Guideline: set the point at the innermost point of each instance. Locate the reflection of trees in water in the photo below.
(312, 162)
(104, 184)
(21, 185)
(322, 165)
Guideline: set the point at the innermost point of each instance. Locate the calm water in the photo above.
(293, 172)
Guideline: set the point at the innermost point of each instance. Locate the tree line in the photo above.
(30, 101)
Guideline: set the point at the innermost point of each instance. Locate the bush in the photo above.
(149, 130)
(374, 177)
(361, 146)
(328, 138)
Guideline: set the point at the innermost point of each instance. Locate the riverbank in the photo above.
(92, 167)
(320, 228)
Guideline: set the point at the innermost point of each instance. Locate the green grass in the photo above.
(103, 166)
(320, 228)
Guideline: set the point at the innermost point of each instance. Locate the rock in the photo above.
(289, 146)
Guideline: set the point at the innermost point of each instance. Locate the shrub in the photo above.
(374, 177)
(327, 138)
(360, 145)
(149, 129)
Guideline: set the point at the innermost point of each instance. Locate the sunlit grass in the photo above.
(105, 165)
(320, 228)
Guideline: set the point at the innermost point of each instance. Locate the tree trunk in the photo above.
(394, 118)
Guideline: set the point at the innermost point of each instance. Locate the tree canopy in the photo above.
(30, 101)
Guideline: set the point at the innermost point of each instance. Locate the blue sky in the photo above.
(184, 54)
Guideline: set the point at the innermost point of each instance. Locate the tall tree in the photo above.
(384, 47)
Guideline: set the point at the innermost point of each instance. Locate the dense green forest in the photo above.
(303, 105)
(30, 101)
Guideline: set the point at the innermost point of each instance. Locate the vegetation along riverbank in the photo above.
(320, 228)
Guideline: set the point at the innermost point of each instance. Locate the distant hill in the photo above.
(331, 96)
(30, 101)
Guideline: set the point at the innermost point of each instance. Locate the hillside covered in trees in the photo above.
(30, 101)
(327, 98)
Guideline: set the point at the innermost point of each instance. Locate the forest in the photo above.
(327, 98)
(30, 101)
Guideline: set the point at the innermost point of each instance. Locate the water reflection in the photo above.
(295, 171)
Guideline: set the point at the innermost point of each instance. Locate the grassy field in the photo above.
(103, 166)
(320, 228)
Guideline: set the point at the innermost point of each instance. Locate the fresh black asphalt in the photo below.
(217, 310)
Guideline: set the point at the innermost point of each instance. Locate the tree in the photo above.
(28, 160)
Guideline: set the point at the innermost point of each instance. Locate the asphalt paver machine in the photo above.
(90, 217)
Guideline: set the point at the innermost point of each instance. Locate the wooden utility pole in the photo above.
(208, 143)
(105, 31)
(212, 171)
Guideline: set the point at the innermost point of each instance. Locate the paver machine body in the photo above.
++++++++
Reproduce the items from the line containing "the tree in the photo above." through the end of the items, replacing "innermost" with "central" and leaving everything else unchanged.

Guideline: set the point at the central point of each instance. Locate the tree in the photo above.
(28, 160)
Guideline: set the point at the central point of each instance. Locate the asphalt paver machine in the photo above.
(90, 217)
Guideline: set the point at the central point of each instance. Locate the wooden utility pole in the photo above.
(208, 143)
(105, 31)
(212, 171)
Guideline: set the point at the central point of each instance. Locate the paver machine body in the photo above.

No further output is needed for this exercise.